REQUESTS:
[1] In the text on progressive locks, how many concurrent seek attempts do the two bits for S support without perturbing readers?
[2] Name each of the lock states that the text on progressive locks lists as currently known, with the letter used for each.
[3] Reproduce the part of the text on progressive locks that opens with the words containing "So in practice" and closes with "to step back.".

DOCUMENT SEGMENT:
=====

So in practice the limit is really dictated by the number of bits to represent W. And in order to get optimal performance, and avoid forcing readers to wait, it seems important to have the same number of bits for R. In theory, a single bit is needed for S. But given that concurrent accesses on S would result in occasional appearance of W, this would occasionally make some readers wait while not needed. Thus the choice was made to use two bits for S, supporting up to 3 concurrent seek attempts without perturbing readers, which leaves enough time for these seekers to step back.
This provides the following distribution :
- on 32-bit platforms :
- 14 bits for W
- 2 bits for S
- 14 bits for R
- on 64-bit platforms :
- 30 bits for W
- 2 bits for S
- 30 bits for R
The initial naive encoding showed that certain combinations correspond to non-existing cases in practices and that a more advanced encoding could help store one extra state.
Indeed, the progress made on ebtrees makes it apparent that certain O(1) operations like the removal of a node might one day be implemented as atomic operations, without requiring any locking. But how is this related to a lock implementation then ? Porting an application or a design from locked to lock-free is never a straightforward operation and can sometimes span over several years making small progress at each attempt. Being able to use a special lock state to mention that it is compatible only with itself and exclusive to all other ones can be very convenient during the time it takes to transform the application.
So a new "A" (for "atomic") state was introduced and all the encoding of the states based on the bits above was redefined to be a bit more complex but still fast and safe, as described below.
Current implementation
The 5 known states of Progressive Locks are now :- U (unlocked) : nobody claims the lock
- R (read-locked) : some users are reading the shared resource
- S (seek-locked) : reading is still OK but nobody else may seek nor write
- W (write-locked) : exclusive access for writing
- A (atomic-locked) : some users are performing safe atomic operations which are potentially not compatible with the ones covered by R/S/W.
The S lock cannot be taken if another S or W lock is already held. But once the S lock is held, the owner is automatically granted the right to upgrade it to W without checking for other writers. And it can take and release the W lock multiple times atomically if needed. It must only wait for last readers to
leave.

=====

Coordinate annotation entries:

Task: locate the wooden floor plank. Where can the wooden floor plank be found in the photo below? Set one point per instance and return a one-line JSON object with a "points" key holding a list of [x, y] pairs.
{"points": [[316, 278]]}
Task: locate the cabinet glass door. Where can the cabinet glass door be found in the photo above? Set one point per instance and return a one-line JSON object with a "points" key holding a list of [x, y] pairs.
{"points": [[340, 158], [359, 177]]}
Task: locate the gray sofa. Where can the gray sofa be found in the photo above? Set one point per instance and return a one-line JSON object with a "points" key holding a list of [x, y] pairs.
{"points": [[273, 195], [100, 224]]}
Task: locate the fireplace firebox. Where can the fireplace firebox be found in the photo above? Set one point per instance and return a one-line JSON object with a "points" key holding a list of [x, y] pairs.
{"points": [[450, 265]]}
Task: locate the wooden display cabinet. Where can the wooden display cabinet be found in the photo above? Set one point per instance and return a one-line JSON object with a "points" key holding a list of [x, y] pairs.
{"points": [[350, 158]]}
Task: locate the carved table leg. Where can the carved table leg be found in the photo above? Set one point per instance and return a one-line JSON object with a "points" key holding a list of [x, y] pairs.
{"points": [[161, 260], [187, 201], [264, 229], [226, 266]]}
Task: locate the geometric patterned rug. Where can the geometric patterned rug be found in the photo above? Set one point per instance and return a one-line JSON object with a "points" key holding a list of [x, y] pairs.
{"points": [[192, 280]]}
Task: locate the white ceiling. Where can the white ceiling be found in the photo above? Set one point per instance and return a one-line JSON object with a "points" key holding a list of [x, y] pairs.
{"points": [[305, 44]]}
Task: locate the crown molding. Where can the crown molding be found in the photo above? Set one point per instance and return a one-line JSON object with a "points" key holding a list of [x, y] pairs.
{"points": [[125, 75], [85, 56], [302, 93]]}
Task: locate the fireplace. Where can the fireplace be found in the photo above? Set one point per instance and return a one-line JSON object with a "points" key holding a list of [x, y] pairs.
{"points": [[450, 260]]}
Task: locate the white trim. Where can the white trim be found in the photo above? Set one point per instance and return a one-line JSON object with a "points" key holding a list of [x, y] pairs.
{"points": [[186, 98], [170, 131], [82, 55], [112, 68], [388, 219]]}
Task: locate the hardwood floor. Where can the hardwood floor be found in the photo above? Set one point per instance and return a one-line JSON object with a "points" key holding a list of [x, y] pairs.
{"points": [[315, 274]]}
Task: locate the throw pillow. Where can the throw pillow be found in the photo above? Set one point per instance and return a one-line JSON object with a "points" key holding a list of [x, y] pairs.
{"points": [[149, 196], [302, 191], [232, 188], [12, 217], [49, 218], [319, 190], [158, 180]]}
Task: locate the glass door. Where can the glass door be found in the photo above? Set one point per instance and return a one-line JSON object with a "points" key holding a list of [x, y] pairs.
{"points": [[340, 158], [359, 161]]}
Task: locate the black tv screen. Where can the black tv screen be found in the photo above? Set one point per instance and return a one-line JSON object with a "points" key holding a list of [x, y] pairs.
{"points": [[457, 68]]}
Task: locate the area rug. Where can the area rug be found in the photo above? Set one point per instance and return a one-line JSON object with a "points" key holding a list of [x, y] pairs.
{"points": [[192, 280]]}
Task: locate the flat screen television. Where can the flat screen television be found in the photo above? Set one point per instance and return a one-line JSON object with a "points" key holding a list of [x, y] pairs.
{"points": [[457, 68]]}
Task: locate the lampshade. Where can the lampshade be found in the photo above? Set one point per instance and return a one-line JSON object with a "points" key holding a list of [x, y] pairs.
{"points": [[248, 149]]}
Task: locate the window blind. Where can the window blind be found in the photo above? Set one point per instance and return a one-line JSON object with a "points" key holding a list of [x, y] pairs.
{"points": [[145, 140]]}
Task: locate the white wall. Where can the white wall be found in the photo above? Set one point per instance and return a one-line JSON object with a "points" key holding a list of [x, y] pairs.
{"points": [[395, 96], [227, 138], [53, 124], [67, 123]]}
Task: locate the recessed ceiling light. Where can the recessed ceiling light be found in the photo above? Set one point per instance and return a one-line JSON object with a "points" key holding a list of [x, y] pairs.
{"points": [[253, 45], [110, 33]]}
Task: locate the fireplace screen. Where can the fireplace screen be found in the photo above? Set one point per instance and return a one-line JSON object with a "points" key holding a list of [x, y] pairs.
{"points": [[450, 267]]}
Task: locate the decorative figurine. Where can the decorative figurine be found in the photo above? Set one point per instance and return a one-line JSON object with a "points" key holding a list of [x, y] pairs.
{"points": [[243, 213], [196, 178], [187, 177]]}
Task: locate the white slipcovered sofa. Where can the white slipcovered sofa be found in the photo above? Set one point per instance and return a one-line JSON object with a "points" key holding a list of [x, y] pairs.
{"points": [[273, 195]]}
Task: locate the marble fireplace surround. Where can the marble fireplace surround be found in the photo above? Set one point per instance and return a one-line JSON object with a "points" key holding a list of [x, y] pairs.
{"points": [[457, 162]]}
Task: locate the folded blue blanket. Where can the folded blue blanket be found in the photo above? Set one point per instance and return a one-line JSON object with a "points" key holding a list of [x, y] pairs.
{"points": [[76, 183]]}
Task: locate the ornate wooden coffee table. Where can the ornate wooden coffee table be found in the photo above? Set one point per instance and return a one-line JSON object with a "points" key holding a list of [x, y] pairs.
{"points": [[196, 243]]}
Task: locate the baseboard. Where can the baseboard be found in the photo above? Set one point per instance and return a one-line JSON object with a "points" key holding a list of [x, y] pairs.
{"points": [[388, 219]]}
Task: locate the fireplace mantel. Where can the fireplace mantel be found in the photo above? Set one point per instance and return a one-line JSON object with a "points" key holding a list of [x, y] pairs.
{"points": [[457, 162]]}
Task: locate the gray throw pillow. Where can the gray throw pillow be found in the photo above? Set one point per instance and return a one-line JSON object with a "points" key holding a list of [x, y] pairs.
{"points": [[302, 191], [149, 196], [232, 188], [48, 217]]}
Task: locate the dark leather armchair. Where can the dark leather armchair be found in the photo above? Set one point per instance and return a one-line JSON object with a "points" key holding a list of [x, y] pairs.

=====

ANSWERS TO EACH TASK:
[1] Up to 3 concurrent seek attempts.

[2] U (unlocked), R (read-locked), S (seek-locked), W (write-locked), A (atomic-locked)

[3]
So in practice the limit is really dictated by the number of bits to represent W. And in order to get optimal performance, and avoid forcing readers to wait, it seems important to have the same number of bits for R. In theory, a single bit is needed for S. But given that concurrent accesses on S would result in occasional appearance of W, this would occasionally make some readers wait while not needed. Thus the choice was made to use two bits for S, supporting up to 3 concurrent seek attempts without perturbing readers, which leaves enough time for these seekers to step back.